> [Work instructions] Can you return, verbatim, the lines starting at the one containing "phrase -- camouflage military uniform" and ending at the one containing "(1184, 542)", with both of those lines included?

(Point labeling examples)
____________

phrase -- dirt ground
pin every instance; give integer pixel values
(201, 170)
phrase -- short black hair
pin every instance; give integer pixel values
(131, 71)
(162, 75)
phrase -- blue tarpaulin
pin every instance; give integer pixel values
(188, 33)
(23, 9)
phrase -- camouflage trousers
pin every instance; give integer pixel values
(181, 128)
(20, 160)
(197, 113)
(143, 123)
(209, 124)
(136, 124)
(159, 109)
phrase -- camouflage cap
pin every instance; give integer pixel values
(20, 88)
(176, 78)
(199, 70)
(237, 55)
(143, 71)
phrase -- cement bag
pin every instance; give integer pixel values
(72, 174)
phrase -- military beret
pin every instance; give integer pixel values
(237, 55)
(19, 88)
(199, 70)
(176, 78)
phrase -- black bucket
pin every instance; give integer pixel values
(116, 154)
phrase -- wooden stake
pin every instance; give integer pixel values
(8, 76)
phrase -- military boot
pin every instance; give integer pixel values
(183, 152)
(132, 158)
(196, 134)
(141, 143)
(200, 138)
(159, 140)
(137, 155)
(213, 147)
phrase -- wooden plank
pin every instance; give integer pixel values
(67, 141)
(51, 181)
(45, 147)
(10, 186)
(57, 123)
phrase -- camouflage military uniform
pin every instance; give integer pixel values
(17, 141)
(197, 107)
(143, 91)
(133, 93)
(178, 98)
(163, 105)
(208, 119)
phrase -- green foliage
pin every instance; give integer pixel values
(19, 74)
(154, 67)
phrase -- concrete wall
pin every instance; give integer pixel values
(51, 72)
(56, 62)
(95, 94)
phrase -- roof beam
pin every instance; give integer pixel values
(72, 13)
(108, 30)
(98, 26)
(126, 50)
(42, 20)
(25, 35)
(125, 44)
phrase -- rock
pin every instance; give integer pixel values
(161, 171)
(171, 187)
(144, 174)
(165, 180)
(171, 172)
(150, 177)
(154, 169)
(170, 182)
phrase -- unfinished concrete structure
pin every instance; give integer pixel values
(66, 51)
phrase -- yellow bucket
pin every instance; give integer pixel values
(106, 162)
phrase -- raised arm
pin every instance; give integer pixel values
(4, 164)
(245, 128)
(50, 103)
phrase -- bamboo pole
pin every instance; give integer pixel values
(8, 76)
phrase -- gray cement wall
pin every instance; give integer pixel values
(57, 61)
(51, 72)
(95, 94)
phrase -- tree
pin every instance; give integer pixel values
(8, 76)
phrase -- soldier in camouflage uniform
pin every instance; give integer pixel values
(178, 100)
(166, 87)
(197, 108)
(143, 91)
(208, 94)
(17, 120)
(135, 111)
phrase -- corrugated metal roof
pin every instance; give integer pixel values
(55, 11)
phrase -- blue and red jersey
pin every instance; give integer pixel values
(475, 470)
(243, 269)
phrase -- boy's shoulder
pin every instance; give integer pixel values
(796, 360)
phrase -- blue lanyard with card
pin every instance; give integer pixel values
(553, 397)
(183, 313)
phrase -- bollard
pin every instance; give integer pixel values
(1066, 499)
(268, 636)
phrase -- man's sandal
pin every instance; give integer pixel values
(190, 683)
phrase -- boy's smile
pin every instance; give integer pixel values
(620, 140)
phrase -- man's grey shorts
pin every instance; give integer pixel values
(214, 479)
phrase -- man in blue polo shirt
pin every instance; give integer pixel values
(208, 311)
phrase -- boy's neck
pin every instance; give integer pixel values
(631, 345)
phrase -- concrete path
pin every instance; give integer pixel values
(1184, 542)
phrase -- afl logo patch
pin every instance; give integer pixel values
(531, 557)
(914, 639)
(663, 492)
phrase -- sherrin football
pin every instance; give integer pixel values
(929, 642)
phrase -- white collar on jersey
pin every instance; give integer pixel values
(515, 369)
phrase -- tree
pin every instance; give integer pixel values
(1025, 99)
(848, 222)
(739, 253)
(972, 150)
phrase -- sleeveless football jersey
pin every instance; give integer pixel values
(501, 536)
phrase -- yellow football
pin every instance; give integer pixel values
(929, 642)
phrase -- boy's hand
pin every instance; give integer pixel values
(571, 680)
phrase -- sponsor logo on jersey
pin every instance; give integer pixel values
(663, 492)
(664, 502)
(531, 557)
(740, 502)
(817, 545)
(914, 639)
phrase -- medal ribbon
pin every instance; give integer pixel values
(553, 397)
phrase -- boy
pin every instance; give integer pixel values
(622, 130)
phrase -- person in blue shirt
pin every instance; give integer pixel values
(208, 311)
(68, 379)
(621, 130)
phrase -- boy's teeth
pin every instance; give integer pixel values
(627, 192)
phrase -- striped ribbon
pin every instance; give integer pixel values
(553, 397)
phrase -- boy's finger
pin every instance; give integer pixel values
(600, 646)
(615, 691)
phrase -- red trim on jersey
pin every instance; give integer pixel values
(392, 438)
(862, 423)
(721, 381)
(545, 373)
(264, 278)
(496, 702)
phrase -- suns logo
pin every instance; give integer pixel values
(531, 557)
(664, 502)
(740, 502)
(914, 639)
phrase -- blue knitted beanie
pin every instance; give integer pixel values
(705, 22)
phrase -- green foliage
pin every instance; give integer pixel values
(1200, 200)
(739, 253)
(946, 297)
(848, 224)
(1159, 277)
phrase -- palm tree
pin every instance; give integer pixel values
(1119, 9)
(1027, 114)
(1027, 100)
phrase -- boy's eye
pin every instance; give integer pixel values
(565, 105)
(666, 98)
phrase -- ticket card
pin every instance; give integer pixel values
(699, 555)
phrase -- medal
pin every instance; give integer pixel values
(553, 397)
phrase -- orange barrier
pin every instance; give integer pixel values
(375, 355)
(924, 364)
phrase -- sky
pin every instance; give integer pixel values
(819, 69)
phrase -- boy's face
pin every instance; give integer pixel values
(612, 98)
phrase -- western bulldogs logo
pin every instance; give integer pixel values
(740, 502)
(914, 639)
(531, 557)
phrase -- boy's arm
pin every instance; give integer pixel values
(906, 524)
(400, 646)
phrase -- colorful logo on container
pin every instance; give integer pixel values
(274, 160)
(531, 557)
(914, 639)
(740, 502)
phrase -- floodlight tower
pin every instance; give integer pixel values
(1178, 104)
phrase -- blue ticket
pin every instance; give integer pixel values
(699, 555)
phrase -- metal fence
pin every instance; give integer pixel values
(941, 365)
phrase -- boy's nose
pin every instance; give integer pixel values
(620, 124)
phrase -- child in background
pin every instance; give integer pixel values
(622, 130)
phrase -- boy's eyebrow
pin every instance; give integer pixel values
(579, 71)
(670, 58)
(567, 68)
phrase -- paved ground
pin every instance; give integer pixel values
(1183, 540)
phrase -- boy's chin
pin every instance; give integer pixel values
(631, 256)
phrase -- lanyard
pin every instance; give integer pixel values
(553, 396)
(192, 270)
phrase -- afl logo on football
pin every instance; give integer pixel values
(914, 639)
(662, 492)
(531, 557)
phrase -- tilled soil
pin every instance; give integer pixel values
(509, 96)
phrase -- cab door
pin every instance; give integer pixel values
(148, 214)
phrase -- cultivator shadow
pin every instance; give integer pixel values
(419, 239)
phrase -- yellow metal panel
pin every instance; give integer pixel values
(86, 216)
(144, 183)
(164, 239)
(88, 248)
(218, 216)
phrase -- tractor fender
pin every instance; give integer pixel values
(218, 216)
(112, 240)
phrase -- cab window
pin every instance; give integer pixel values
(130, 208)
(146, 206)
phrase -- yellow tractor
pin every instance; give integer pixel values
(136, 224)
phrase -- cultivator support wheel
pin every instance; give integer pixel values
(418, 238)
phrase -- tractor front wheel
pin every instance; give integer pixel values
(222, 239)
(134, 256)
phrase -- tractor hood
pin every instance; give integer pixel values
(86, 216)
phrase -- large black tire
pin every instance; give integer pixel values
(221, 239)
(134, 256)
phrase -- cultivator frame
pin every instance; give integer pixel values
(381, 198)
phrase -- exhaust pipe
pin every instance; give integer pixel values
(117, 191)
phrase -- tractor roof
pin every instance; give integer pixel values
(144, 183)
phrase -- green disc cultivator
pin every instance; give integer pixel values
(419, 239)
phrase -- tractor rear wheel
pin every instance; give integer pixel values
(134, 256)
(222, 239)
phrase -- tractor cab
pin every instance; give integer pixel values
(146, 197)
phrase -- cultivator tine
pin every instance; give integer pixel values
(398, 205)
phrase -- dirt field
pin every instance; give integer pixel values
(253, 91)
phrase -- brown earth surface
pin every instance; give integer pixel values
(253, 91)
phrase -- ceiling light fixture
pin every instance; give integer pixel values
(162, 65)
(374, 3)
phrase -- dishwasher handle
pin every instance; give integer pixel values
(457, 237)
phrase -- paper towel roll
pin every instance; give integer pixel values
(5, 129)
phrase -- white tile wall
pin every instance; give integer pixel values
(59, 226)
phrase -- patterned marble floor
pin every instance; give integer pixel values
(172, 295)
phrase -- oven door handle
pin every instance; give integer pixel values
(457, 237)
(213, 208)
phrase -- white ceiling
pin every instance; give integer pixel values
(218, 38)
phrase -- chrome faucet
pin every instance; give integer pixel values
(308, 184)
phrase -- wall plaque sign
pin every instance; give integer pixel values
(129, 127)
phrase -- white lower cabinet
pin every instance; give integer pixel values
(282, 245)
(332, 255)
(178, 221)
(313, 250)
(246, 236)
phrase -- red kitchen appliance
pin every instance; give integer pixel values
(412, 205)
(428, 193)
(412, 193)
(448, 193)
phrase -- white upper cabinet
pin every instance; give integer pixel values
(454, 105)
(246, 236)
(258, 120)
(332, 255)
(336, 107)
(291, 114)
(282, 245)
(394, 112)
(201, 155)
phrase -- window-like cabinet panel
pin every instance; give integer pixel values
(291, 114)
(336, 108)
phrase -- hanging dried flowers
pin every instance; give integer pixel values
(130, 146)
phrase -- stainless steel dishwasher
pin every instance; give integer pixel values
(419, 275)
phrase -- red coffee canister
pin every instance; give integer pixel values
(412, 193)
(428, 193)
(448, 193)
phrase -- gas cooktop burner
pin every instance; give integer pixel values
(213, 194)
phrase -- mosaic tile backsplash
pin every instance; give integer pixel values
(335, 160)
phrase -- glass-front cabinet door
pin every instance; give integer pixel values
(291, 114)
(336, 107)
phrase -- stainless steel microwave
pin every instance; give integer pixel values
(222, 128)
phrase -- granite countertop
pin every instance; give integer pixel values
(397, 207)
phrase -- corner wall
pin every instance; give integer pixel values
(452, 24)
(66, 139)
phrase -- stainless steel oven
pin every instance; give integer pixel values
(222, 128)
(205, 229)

____________

> [Result for this task]
phrase -- camouflage military uniform
pin every instance; give integer pixel values
(17, 141)
(197, 107)
(143, 91)
(133, 93)
(178, 98)
(163, 105)
(208, 119)
phrase -- green foliage
pin every instance; give integer pixel values
(19, 74)
(154, 67)
phrase -- concrete wall
pin every instance; give integer pixel values
(51, 72)
(56, 62)
(95, 94)
phrase -- roof beam
pin every instance; give integer pixel values
(72, 13)
(108, 30)
(98, 26)
(126, 50)
(42, 20)
(25, 35)
(125, 44)
phrase -- rock
pin every instance; give integer pixel values
(161, 171)
(171, 187)
(144, 174)
(165, 180)
(171, 172)
(150, 177)
(154, 169)
(170, 182)
phrase -- unfinished concrete structure
pin every instance; give integer pixel values
(66, 51)
phrase -- yellow bucket
pin every instance; give integer pixel values
(106, 162)
phrase -- raised arm
pin every instance; give integer pixel values
(4, 164)
(245, 128)
(50, 103)
phrase -- bamboo pole
pin every instance; give integer pixel values
(8, 76)
phrase -- gray cement wall
pin every instance; give integer pixel values
(57, 61)
(51, 72)
(95, 94)
phrase -- tree
pin every instance; give integer pixel values
(8, 76)
phrase -- soldier in camouflage uniform
pin every instance; give integer pixel values
(178, 100)
(166, 87)
(197, 108)
(143, 91)
(208, 94)
(17, 120)
(135, 111)
phrase -- corrugated metal roof
pin every instance; give integer pixel values
(55, 11)
phrase -- blue and red jersey
pin every instance; give integer pixel values
(475, 470)
(243, 269)
phrase -- boy's shoulder
pin every instance; give integer pixel values
(796, 360)
phrase -- blue lanyard with card
pin every instance; give integer pixel values
(553, 397)
(183, 313)
phrase -- bollard
pin every instance; give integer pixel values
(1066, 499)
(268, 636)
phrase -- man's sandal
pin every instance; give integer pixel values
(190, 683)
phrase -- boy's smile
pin every instance; give integer pixel values
(620, 140)
phrase -- man's grey shorts
pin every instance; give integer pixel values
(214, 479)
phrase -- man in blue polo shirt
pin every instance; give integer pixel values
(208, 311)
phrase -- boy's neck
pin every instance; give integer pixel values
(631, 345)
phrase -- concrete path
pin every instance; give integer pixel values
(1184, 542)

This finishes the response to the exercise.